PROVIDED MATERIAL.
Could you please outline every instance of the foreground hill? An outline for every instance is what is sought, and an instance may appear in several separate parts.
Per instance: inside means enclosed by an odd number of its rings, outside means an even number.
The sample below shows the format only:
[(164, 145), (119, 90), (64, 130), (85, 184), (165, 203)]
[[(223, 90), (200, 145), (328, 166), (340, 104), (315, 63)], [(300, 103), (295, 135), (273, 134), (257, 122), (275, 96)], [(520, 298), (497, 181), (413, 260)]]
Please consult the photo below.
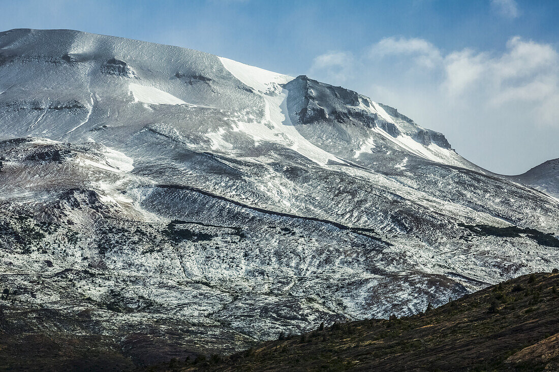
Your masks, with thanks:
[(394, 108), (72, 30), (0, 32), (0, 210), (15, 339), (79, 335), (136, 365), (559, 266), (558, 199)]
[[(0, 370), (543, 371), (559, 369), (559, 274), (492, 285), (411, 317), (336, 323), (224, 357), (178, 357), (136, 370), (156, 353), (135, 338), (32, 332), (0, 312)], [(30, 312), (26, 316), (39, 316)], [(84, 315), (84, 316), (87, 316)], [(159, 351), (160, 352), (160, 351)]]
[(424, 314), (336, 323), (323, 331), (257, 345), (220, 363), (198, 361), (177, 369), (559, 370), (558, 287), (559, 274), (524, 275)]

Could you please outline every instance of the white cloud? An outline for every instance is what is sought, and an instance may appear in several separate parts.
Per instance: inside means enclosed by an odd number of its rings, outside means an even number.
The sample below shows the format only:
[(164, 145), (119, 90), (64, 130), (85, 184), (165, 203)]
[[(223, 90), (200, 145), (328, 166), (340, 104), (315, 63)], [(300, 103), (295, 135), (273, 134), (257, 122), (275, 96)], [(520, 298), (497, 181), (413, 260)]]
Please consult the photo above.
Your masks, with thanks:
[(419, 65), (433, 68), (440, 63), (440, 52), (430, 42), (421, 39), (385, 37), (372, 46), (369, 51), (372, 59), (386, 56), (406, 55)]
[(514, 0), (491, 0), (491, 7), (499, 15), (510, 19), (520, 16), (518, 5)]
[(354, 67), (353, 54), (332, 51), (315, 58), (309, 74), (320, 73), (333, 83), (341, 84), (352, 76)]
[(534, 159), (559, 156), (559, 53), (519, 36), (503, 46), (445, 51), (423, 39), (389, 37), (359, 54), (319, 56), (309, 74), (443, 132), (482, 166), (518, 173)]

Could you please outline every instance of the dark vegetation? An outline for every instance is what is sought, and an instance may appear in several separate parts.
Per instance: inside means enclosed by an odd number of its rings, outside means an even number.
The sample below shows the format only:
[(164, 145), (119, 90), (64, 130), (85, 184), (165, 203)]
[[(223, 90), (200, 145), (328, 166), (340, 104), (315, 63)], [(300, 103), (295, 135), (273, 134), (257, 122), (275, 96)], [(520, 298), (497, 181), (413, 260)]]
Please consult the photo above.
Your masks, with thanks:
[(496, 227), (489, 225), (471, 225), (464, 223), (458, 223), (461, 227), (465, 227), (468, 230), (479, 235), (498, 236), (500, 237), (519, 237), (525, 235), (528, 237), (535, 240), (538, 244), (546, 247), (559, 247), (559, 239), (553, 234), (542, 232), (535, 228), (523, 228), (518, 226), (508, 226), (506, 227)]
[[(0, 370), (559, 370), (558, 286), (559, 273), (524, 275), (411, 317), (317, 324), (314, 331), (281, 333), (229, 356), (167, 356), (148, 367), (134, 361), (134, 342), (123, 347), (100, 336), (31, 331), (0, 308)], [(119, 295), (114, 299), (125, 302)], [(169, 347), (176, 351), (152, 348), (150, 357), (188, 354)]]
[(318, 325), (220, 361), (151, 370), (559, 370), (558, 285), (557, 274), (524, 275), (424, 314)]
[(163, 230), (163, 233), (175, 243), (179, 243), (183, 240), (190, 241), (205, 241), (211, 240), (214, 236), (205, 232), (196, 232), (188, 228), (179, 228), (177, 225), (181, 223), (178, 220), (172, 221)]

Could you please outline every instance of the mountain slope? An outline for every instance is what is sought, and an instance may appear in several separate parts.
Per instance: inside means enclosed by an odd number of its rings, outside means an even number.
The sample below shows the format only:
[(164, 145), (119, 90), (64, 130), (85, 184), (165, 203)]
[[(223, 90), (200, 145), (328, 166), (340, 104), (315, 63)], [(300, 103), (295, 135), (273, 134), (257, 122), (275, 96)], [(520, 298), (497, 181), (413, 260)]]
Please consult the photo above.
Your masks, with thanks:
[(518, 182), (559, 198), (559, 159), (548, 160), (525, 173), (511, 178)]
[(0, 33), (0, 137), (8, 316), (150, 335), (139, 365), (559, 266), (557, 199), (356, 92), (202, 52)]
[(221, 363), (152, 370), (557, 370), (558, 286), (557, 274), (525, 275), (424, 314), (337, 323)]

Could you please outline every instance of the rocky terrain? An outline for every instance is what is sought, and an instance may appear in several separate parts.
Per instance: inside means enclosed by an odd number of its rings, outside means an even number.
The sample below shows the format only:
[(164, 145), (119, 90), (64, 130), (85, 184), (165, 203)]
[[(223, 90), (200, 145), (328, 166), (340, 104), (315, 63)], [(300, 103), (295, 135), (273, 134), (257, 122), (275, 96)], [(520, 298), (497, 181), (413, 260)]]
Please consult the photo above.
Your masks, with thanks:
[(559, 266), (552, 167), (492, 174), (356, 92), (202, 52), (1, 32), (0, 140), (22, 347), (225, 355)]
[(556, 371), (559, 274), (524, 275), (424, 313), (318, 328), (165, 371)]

EXERCISE TASK.
Starting at the line containing "Could you please outline every instance of the rocky" and ending at the close of the material, reproduce those lines with "terrain" swapped for "ground" and nothing else altered.

SOLVED EXERCISE.
Could you please outline every instance of the rocky ground? An outline for every instance is what is sought, and an instance may appear in several separate parts.
Per instance: inside means enclosed by an odd number of its rings, outside means an even number.
The sample below shows the format only:
[(164, 145), (119, 90), (64, 130), (85, 184), (165, 203)]
[[(223, 90), (200, 145), (328, 166), (340, 104), (315, 63)], [(300, 103), (295, 135), (273, 134), (257, 122), (275, 96)], [(520, 298), (497, 181), (413, 260)]]
Please consult the photo above.
Your masks, with thanks:
[(559, 266), (552, 167), (492, 174), (356, 92), (202, 52), (1, 32), (0, 140), (22, 347), (225, 355)]
[(556, 371), (559, 274), (524, 275), (424, 313), (318, 328), (165, 371)]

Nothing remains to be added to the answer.